START THE INPUT
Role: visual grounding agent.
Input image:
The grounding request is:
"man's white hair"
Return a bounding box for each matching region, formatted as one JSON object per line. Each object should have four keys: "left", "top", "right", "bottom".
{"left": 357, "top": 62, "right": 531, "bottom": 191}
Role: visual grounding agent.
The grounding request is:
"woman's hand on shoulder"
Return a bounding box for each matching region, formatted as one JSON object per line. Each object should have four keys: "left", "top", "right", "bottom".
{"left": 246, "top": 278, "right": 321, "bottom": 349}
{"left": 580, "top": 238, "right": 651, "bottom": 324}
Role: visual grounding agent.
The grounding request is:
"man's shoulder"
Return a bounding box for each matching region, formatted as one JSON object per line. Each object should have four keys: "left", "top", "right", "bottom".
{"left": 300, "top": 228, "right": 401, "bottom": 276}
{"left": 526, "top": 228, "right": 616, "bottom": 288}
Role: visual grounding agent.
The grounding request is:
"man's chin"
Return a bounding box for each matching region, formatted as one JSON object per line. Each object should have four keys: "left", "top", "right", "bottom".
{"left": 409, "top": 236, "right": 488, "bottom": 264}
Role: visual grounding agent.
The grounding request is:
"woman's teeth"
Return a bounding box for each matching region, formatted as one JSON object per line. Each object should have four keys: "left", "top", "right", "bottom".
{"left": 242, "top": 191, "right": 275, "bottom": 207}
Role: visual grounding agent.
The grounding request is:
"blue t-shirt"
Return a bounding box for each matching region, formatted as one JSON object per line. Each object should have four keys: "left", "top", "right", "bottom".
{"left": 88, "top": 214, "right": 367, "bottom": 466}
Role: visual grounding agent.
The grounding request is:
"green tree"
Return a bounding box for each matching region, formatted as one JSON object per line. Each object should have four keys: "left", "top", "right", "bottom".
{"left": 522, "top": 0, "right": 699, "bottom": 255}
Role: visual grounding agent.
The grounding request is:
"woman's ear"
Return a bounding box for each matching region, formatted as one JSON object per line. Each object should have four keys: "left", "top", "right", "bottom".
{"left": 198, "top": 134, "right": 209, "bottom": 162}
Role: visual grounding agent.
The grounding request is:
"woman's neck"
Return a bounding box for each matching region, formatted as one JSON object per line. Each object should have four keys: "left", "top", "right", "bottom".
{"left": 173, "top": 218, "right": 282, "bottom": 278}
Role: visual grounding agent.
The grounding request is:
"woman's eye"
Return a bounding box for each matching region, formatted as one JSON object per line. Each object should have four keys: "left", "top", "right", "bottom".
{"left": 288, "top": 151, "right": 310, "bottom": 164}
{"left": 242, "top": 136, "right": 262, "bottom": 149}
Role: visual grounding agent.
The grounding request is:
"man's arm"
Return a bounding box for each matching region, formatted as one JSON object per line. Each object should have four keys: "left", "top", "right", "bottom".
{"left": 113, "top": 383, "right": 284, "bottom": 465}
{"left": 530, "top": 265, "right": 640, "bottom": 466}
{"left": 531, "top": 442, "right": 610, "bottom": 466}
END THE INPUT
PROBLEM
Using the data above, print every record exactly as shown.

EXPECTED ANSWER
Role: visual grounding agent.
Input image:
The grounding request is:
"man's white hair"
Return a bounding box for each matching region, formatted as one JSON object per line. Each object should have four keys: "left", "top", "right", "bottom".
{"left": 357, "top": 62, "right": 531, "bottom": 191}
Role: visual grounding agent.
The grounding request is:
"woman's hand on shoulder"
Return a bounding box for each matching region, formatted as one JSON object per line. Each object should have four keys: "left", "top", "right", "bottom".
{"left": 246, "top": 278, "right": 321, "bottom": 349}
{"left": 580, "top": 238, "right": 651, "bottom": 324}
Role: visual grounding agent.
The grounding request is:
"man's shoulder"
Return a bounding box for each matching region, formatted as one JSON object per line. Each object should have four keys: "left", "top", "right", "bottom".
{"left": 300, "top": 228, "right": 401, "bottom": 276}
{"left": 526, "top": 228, "right": 616, "bottom": 288}
Role: visual grounding agent.
The grounding request is:
"man's chin"
Return a bounding box for each matching region, formatted as one JSON object per line. Each object should have four keys: "left", "top", "right", "bottom".
{"left": 409, "top": 236, "right": 488, "bottom": 264}
Role: visual grounding agent.
The grounding request is:
"woman's teeth"
Return a bounding box for each matching region, formatted as one JSON object per line. Each object should have four keys: "left", "top", "right", "bottom".
{"left": 242, "top": 191, "right": 275, "bottom": 207}
Role: visual grounding agent.
The grounding request is:
"blue t-shirt"
Return a bounding box for each matching region, formatted as one JSON object per line. Each object should have four keys: "left", "top", "right", "bottom".
{"left": 88, "top": 214, "right": 367, "bottom": 466}
Role: visual grounding agent.
The grounding request is:
"green tree"
Return a bounding box for each matching region, formatted as one JSON object per line. Each object should have four keys: "left", "top", "right", "bottom".
{"left": 522, "top": 0, "right": 699, "bottom": 255}
Role: visual grounding agent.
The grounding request is:
"woman's ear"
Return a bounding box for each matching region, formatted as one JSON object per line. Each object should have four keys: "left", "top", "right", "bottom".
{"left": 198, "top": 134, "right": 209, "bottom": 162}
Role: visual grounding agent.
The grounding request is:
"woman's neck"
Return a bounding box for each matching region, formatted as one JSON object per line. Each object should have four keys: "left", "top", "right", "bottom".
{"left": 173, "top": 218, "right": 282, "bottom": 278}
Role: visual grounding agent.
The grounding request is:
"woman's eye"
Return a bounding box for each matching region, formatted as one JSON object per line. Each object should have four keys: "left", "top", "right", "bottom".
{"left": 288, "top": 151, "right": 310, "bottom": 164}
{"left": 242, "top": 136, "right": 262, "bottom": 149}
Role: visual grounding agent.
The grounding request is:
"man's arm"
Return a bounding box for each matching region, formatted as one JSON object per line. Each object should have four keys: "left", "top", "right", "bottom".
{"left": 113, "top": 383, "right": 284, "bottom": 465}
{"left": 530, "top": 265, "right": 640, "bottom": 466}
{"left": 531, "top": 442, "right": 610, "bottom": 466}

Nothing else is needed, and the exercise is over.